── GIVEN PASSAGE

Internet Engineering Task Force | D. O'Reilly |
Internet-Draft | May 28, 2018 |
Intended status: Informational | |
Expires: November 29, 2018 |
A Model for Storing IPv6 Stateless Address Autoconfiguration Crime Attribution Records in a Privacy Sensitive Way
draft-daveor-slaac-privacy-logging-00
The need for individual right to privacy and the need for law enforcement to be able to effectively investigate crime are sometimes portrayed as being irreconcilably in direct conflict with each other. Both needs are legitimate and ignoring the challenges presented by areas of conflict will not make the problem go away.
The document presents a conceptual model that allows for both sets of requirements to be met simultaneously. The reason for this publication is to show that, with some creative thinking, it is possible to identify win-win solutions that simultaneously achieve both privacy and law enforcement goals.
This Internet-Draft is submitted in full conformance with the provisions of BCP 78 and BCP 79.
Internet-Drafts are working documents of the Internet Engineering Task Force (IETF). Note that other groups may also distribute working documents as Internet-Drafts. The list of current Internet-Drafts is at https://datatracker.ietf.org/drafts/current/.
Internet-Drafts are draft documents valid for a maximum of six months and may be updated, replaced, or obsoleted by other documents at any time. It is inappropriate to use Internet-Drafts as reference material or to cite them other than as "work in progress."
This Internet-Draft will expire on November 29, 2018.
Copyright (c) 2018 IETF Trust and the persons identified as the document authors. All rights reserved.

────
── DATA SECTION

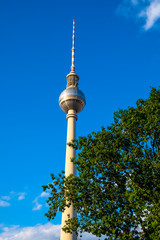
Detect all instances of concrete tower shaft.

────

### SET TASKS:
A. Answer these questions about the Internet-Draft, one per line:
(i) On what date does it expire?
(ii) Which two BCPs is it submitted in conformance with?
(iii) For how long at most are Internet-Drafts valid?
B. Rewrite the Internet-Draft from "The document presents" to "law enforcement goals.", swapping "conceptual model" for "theoretical framework".
The lines have no connection to the Internet-Draft.

### FINAL ANSWERS:
A.
(i) November 29, 2018
(ii) BCP 78 and BCP 79
(iii) Six months

B.
The document presents a theoretical framework that allows for both sets of requirements to be met simultaneously. The reason for this publication is to show that, with some creative thinking, it is possible to identify win-win solutions that simultaneously achieve both privacy and law enforcement goals.